Set problem.
Retype all of the data exactly as given.

Extracted entries.
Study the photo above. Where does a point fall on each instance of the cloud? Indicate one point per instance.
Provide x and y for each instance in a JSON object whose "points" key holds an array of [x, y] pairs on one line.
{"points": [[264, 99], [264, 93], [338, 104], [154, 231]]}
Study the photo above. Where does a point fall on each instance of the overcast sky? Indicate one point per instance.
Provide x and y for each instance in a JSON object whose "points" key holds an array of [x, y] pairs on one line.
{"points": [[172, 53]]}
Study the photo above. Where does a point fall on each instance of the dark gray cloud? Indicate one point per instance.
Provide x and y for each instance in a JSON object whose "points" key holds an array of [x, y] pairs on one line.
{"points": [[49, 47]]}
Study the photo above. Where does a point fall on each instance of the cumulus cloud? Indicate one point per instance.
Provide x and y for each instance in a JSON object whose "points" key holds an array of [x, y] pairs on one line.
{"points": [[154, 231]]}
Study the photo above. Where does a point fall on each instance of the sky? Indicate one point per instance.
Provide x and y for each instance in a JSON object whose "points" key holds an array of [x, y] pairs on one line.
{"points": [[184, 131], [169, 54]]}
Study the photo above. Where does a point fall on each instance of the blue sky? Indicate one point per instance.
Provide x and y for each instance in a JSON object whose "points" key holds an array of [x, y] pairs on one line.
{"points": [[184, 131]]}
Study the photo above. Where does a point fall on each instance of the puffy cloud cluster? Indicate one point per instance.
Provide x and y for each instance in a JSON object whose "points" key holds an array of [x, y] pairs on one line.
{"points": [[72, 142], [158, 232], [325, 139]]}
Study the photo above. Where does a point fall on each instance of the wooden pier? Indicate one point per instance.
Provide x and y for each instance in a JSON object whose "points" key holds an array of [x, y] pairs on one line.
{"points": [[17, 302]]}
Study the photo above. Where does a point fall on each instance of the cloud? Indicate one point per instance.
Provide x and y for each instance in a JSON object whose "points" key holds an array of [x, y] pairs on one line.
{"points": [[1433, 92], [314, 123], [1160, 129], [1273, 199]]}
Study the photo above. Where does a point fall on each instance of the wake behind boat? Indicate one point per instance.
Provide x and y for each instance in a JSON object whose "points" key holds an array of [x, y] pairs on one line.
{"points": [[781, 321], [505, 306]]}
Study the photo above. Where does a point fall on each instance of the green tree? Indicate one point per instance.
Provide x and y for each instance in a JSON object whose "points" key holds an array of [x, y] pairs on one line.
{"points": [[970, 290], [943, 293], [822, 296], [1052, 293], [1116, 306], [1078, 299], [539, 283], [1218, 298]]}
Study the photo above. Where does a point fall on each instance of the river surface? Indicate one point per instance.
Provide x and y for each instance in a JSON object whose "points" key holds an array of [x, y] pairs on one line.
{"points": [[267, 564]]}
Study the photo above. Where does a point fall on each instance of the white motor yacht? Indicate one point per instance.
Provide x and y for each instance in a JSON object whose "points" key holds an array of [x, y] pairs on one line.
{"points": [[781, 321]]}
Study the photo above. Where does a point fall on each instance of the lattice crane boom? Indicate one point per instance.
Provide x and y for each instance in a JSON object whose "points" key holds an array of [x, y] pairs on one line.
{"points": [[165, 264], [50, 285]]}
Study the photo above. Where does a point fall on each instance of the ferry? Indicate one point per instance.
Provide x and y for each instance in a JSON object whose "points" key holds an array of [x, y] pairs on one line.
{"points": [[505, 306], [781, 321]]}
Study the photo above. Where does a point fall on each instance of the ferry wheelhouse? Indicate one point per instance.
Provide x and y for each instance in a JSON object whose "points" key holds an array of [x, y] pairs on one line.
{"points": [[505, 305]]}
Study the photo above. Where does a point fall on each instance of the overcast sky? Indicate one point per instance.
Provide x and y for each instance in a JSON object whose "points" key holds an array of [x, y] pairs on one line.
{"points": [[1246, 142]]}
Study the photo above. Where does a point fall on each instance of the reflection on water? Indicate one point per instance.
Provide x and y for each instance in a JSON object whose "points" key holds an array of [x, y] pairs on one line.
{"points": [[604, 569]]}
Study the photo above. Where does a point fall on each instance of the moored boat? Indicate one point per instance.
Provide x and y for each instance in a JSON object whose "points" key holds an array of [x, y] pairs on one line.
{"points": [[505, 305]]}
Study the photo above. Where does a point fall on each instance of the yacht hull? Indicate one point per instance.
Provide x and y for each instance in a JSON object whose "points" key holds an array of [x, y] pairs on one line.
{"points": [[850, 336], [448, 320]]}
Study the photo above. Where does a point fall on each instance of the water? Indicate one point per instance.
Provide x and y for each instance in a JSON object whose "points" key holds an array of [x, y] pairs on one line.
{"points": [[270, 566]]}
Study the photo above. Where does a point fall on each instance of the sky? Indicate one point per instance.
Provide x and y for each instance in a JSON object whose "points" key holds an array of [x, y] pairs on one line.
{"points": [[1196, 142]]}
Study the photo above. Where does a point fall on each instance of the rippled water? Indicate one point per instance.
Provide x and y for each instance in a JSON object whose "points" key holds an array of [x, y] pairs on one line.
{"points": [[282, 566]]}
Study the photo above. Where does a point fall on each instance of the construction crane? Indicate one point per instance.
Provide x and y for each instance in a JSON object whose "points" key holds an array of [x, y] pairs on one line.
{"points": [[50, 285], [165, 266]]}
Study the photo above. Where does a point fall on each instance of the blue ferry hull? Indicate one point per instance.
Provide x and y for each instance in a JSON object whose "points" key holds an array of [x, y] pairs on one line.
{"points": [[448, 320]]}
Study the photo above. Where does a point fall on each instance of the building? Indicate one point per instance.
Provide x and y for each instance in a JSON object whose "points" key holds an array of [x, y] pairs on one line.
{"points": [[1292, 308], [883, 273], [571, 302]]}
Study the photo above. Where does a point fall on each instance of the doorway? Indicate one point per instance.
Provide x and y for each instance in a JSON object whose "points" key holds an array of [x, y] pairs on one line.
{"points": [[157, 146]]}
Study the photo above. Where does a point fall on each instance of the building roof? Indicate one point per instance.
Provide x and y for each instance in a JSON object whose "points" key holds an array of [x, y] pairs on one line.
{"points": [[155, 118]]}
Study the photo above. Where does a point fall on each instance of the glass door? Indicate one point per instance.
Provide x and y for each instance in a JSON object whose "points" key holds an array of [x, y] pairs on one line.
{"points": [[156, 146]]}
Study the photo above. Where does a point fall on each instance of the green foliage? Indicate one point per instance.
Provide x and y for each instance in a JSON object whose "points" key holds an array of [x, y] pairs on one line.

Response for this exercise.
Study the photo above. Where does a point fall on each instance of the cloud? Indicate one point per instance.
Provide x and y for each instance in a JSON object whose "points" key holds an array of [x, y] pairs on one line.
{"points": [[264, 99], [264, 93], [338, 104], [154, 231]]}
Study the photo above. Where does a point fall on each instance of the overcast sky? Indicate one point per instance.
Provide x and y for each instance in a JSON object whose "points" key holds an array of [x, y] pairs on one line.
{"points": [[172, 53]]}
Study the photo above. Where does a point fall on each instance of the dark gray cloud? Indicate one point per instance.
Provide x and y for each instance in a JSON object whose "points" key holds an array of [x, y] pairs on one line.
{"points": [[49, 47]]}
Study the photo above. Where does a point fall on each instance of the cumulus cloud? Indicate one point per instance.
Provide x and y for each instance in a JSON object whose "points" key holds an array of [x, y] pairs on one line.
{"points": [[154, 231]]}
Study the photo above. Where does a point fall on each instance of the sky? Indicate one point per instance.
Provide x and y for each instance in a JSON object whose "points" key holds an array of [x, y] pairs on one line.
{"points": [[184, 131], [169, 54]]}
Study the photo above. Where does a point fall on each instance of the blue sky? Indicate one point per instance.
Provide x and y for each instance in a JSON object whose "points" key holds an array of [x, y] pairs on one line.
{"points": [[184, 131]]}
Study the photo above. Where does a point fall on each instance of the puffy cloud cluster? Indicate one point per instance.
Provide x and y for each instance in a JSON object whose "points" key holds an array of [x, y] pairs on one line.
{"points": [[72, 142], [158, 232], [325, 139]]}
Study the photo above. Where does a point fall on each instance of the wooden pier? Indicate one point per instance.
Provide x and y for each instance in a JSON object whose "points" key holds an array of [x, y] pairs on one line.
{"points": [[17, 302]]}
Study the photo above. Where does a point fall on each instance of the cloud? Indicate one point per instance.
Provide x and y for each instance in a JSON object whose "points" key holds an array of [x, y] pairs on one line.
{"points": [[1433, 92], [314, 123], [1160, 129], [1273, 199]]}
Study the photo above. Where does a point fall on each instance of the wake behind boat? Indicate one point per instance.
Provide x and y for each instance in a JSON object whose "points" key holds an array of [x, y] pairs on one line.
{"points": [[781, 321], [505, 306]]}
Study the photo above. Where does a point fall on each instance of the green tree? Indicate one point per instance.
Provide x and y for each instance in a JSON object whose "points" key holds an array of [x, y] pairs on one line.
{"points": [[970, 290], [943, 293], [822, 296], [1052, 293], [1116, 306], [1078, 299], [539, 283], [1218, 298]]}
Study the photo above. Where does a point fall on each instance of the river surface? Indicate one point per instance.
Provide x and y for each instance in a JSON object whose "points" key holds an array of [x, y] pairs on one line.
{"points": [[267, 564]]}
Study the photo above. Where does a point fall on each instance of the white motor yacht? Indicate one point per instance.
Provide x and y for each instance in a JSON object whose "points" key holds an array of [x, y] pairs on one line.
{"points": [[781, 321]]}
Study the photo above. Where does a point fall on each instance of the lattice crane boom? Indicate one point per instance.
Provide x and y for each instance in a JSON object whose "points" key holds an array of [x, y] pairs on one line.
{"points": [[165, 264], [50, 285]]}
Study the photo above. Where does a point fall on each instance of the ferry? Indicate one point per instance.
Provide x and y for each instance in a JSON object whose "points" key holds an array of [x, y] pairs on one line.
{"points": [[505, 306], [781, 321]]}
Study the photo above. Where does a point fall on each instance of the ferry wheelhouse? Indicate one point per instance.
Provide x and y for each instance in a JSON object whose "points" key holds an array of [x, y] pairs on one line.
{"points": [[505, 305]]}
Study the photo above. Where does a point fall on each instance of the overcast sky? Indicate one point per instance.
Provide x and y for each instance in a JSON object whose "points" key holds an array of [x, y] pairs on one line.
{"points": [[1246, 142]]}
Study the photo above. Where does a point fall on each instance of the reflection on water? Indicate one point per instance.
Provide x and y for each instance in a JSON object whose "points" key holds an array of [x, y] pairs on one line.
{"points": [[604, 569]]}
Study the photo above. Where does a point fall on each instance of the moored boat? Indicate one point per instance.
Provide x and y for each instance in a JSON object whose "points" key holds an array of [x, y] pairs on one line.
{"points": [[505, 305]]}
Study the photo above. Where does a point fall on each instance of the yacht hull? Indicate one point per instance.
Provide x and y for each instance in a JSON object whose "points" key holds an array of [x, y] pairs on one line.
{"points": [[850, 336], [448, 320]]}
Study the photo above. Where does a point fall on each instance of the water? Indicate one point per instance.
Provide x and y for each instance in a JSON object whose "points" key holds an array of [x, y] pairs on one line.
{"points": [[270, 566]]}
Study the photo above. Where does a point fall on each instance of the sky? Indicate one point per instance.
Provide x and y for each instance in a JSON object whose "points" key holds an array of [x, y] pairs on one line.
{"points": [[1196, 142]]}
Study the photo above. Where does a point fall on each instance of the rippled water? Indicate one point per instance.
Provide x and y for each instance in a JSON object whose "points" key holds an array of [x, y] pairs on one line.
{"points": [[282, 566]]}
Study the photo above. Where does a point fall on each instance of the construction crane? Indicate one point per instance.
Provide x and y for each instance in a JSON object whose "points" key holds an array of [x, y] pairs on one line.
{"points": [[50, 285], [165, 266]]}
Study the photo above. Where does a point fall on each instance of the blue ferry hull? Indicate one point per instance.
Provide x and y for each instance in a JSON object whose "points" key holds an array of [x, y] pairs on one line.
{"points": [[448, 320]]}
Study the photo above. Where does a point fall on each instance of the building? Indicate one point per instance.
Provide x and y for each instance in a JSON object whose "points" key holds an array of [x, y] pairs on one line.
{"points": [[1292, 308], [883, 273], [571, 302]]}
Study the photo above. Where does a point fall on each instance of the doorway? Indicate one point per instance.
Provide x and y for each instance in a JSON object whose "points" key holds an array of [x, y] pairs on one line.
{"points": [[157, 146]]}
Study the photo above. Where does a point fall on each instance of the building roof? Indicate one point per instance.
Provide x and y for each instance in a JSON object whose "points" key holds an array of [x, y] pairs on one line.
{"points": [[155, 118]]}
Study the photo above. Where does a point fall on each instance of the glass door? Indicate one point per instance.
Provide x and y for each instance in a JSON object whose "points" key holds an array of [x, y] pairs on one line.
{"points": [[156, 146]]}
Study the photo above. Where does a point fall on each instance of the green foliage? Indicate one point per instance.
Provide x and y for each instance in a JSON object whose "points" key holds an array of [x, y] pairs on one line.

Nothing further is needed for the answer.